§ DESCRIPTION OF THE TASK:
From the entries below, copy out all lines holding "each".
------------------------------------------------------------------------
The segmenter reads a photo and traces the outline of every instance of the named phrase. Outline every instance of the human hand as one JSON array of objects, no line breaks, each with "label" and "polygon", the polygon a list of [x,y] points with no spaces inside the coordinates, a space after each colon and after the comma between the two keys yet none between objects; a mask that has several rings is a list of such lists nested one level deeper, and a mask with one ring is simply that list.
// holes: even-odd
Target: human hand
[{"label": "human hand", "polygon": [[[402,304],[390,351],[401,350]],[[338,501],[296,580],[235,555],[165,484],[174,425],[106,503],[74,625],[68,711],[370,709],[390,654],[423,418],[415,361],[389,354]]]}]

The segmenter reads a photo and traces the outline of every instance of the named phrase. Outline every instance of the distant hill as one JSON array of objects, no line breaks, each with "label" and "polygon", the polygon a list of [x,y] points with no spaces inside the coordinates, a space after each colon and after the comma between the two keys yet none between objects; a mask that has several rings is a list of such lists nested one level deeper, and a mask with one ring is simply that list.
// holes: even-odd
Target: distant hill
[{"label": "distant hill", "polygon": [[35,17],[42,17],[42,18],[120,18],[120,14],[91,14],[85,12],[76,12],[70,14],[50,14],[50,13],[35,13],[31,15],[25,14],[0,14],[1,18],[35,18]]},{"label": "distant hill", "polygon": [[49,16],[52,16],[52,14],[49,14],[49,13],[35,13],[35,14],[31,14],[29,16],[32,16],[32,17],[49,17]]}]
------------------------------------------------------------------------
§ ANSWER:
The segmenter reads a photo and traces the outline of every instance of the named phrase. Outline every instance of the human hand as one JSON array of objects, no line breaks, each with "label" and "polygon", the polygon a list of [x,y] points with no spaces inside the coordinates, a space after each colon and after the comma between the two keys yet none between objects; a mask that has several rings is a list of such lists nested one level deeper, and a mask with one ring is simply that list.
The segmenter reads a photo and traces the outline of every instance of the named phrase. Outline every instance of the distant hill as one JSON array of objects, no line breaks, each with "label" and "polygon", the polygon a list of [x,y] points with no spaces inside the coordinates, a space after each colon and after the comma between the two keys yet none between objects; a mask that has several rings is a list of such lists nested one level deeper, and a mask with one ring is simply that list.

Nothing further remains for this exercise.